PROBLEM >> Drop the pictures, then extract the listing word for word.

SOURCE RECORDS >>
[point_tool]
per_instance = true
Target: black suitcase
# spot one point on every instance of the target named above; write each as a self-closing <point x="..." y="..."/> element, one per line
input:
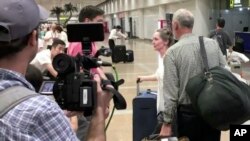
<point x="119" y="54"/>
<point x="144" y="114"/>
<point x="129" y="56"/>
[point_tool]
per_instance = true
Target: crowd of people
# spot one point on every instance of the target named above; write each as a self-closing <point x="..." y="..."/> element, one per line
<point x="36" y="47"/>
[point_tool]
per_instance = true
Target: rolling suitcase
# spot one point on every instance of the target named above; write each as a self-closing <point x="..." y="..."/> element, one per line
<point x="144" y="114"/>
<point x="119" y="54"/>
<point x="129" y="56"/>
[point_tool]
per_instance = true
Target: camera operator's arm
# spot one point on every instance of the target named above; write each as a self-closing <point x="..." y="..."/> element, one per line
<point x="97" y="124"/>
<point x="51" y="69"/>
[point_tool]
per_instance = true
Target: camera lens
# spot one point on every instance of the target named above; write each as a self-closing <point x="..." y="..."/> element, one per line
<point x="63" y="64"/>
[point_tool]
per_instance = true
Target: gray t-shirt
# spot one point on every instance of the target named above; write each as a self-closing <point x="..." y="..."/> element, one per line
<point x="183" y="61"/>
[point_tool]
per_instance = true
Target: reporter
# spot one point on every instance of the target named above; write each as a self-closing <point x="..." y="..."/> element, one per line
<point x="44" y="119"/>
<point x="44" y="58"/>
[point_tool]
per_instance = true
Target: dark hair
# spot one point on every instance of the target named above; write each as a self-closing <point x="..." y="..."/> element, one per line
<point x="34" y="76"/>
<point x="166" y="35"/>
<point x="57" y="41"/>
<point x="14" y="46"/>
<point x="59" y="28"/>
<point x="221" y="22"/>
<point x="118" y="27"/>
<point x="89" y="12"/>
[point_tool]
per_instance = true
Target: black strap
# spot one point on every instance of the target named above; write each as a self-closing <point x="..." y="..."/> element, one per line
<point x="203" y="53"/>
<point x="11" y="97"/>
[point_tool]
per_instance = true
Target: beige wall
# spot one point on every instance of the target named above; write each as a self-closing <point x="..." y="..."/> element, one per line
<point x="48" y="4"/>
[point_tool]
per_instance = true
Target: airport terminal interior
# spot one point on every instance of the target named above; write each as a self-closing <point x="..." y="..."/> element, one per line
<point x="139" y="19"/>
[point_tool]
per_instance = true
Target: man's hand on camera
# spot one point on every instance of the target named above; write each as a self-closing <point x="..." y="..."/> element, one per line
<point x="72" y="113"/>
<point x="103" y="99"/>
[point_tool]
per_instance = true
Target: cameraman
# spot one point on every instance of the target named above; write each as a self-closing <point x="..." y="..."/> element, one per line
<point x="88" y="14"/>
<point x="44" y="58"/>
<point x="37" y="118"/>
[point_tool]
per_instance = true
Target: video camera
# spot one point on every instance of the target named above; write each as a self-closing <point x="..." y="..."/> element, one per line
<point x="75" y="89"/>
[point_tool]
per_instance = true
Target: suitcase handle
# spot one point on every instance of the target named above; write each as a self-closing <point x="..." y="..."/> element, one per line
<point x="138" y="81"/>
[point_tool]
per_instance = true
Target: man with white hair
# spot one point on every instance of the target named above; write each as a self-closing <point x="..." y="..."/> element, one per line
<point x="183" y="61"/>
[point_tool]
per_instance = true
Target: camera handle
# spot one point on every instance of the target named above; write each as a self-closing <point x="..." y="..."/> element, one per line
<point x="119" y="101"/>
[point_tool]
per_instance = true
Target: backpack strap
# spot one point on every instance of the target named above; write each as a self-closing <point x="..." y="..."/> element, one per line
<point x="12" y="96"/>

ANSWER TO THE EXERCISE >>
[point_tool]
per_instance = true
Target: black suitcase
# spot one point on every instance of the target named above; write each as a self-closing <point x="..." y="..."/> element, one per line
input:
<point x="119" y="54"/>
<point x="144" y="114"/>
<point x="129" y="56"/>
[point_tool]
per_instance = true
Target: crowd of people
# spot one point on every instance of the target named above; write each as a self-closing <point x="..." y="..."/> element, one per line
<point x="36" y="47"/>
[point_tool]
per_instance = true
Target: rolling suitcase
# spot one point on every instance of the target named above; write each as a self-closing <point x="..." y="..."/> element, one per line
<point x="144" y="114"/>
<point x="119" y="54"/>
<point x="129" y="56"/>
[point_tool]
per_instance = true
Target: camera operator's arm
# spot one point on every instance of the target named above; write each as a self-closing <point x="..." y="..."/> element, one per line
<point x="97" y="124"/>
<point x="51" y="69"/>
[point_tool]
per_instance = true
Target: camera lens
# spot one point on every instance of the target named above; write each as a self-closing <point x="..." y="..."/> element, one per line
<point x="63" y="64"/>
[point_tool]
per_instance = true
Target: gray t-shirt
# spot one point on every instance of the target named above; write each as a self-closing <point x="..." y="..."/> element, one per line
<point x="183" y="61"/>
[point_tool]
per_instance = true
Target: reporter
# spot one point on every instance of the target named above; write each as a self-closing <point x="..." y="..."/> element, one per line
<point x="44" y="119"/>
<point x="44" y="58"/>
[point_tool]
per_instance = true
Target: dark hair
# spot one point on every instance of the target named above; write each as a self-closing <point x="..." y="..."/> element, one per line
<point x="34" y="76"/>
<point x="166" y="35"/>
<point x="57" y="41"/>
<point x="14" y="46"/>
<point x="59" y="28"/>
<point x="221" y="22"/>
<point x="118" y="27"/>
<point x="89" y="12"/>
[point_tool]
per_instance = true
Target: black strap
# spot one point on every instance of the target named above; write each as a self-closing <point x="..." y="..."/> element, one per line
<point x="203" y="53"/>
<point x="11" y="97"/>
[point_tool]
per_instance = true
Target: beige wall
# spot one point on every instance of the target named above; write each as a self-closing <point x="..." y="..."/> element, one per line
<point x="48" y="4"/>
[point_tool]
per_instance = true
Target: airport terminal interior
# spot one point on every instance of the target named above; write each as a self-closing <point x="..." y="..."/> element, one per line
<point x="139" y="19"/>
[point_tool]
per_instance = true
Target: man's hand on camera
# spot one point on every instance of the target named above; write each as a self-closing <point x="..." y="..."/> element, one per line
<point x="72" y="113"/>
<point x="103" y="99"/>
[point_tool]
per_instance = true
Target: cameraman
# spot one point on every instance of the target named above; write each as a self-closing <point x="..." y="..."/> element, one per line
<point x="88" y="14"/>
<point x="44" y="58"/>
<point x="37" y="118"/>
[point_tool]
per_instance = true
Target: video camera
# spot one point on every instance of the target named above; write each as a self-closing <point x="..." y="..."/> element, one per line
<point x="75" y="89"/>
[point_tool]
per_instance = true
Target: suitcase handle
# spot one point on every instance of the target named above; write each as a self-closing <point x="..." y="..."/> element, one per line
<point x="138" y="81"/>
[point_tool]
per_instance = true
Target: man with white hair
# spot one point on every instance of the target named above; write each as a self-closing <point x="..." y="..."/> element, one per line
<point x="183" y="61"/>
[point_tool]
per_instance = true
Target: camera handle
# spot one point on every instance of the target named above; write each as a self-closing <point x="..." y="..."/> element, one per line
<point x="119" y="101"/>
[point_tool]
per_instance = true
Target: backpack strap
# spot one point on every instance of the target named above; write each as a self-closing <point x="..." y="..."/> element, one per line
<point x="12" y="96"/>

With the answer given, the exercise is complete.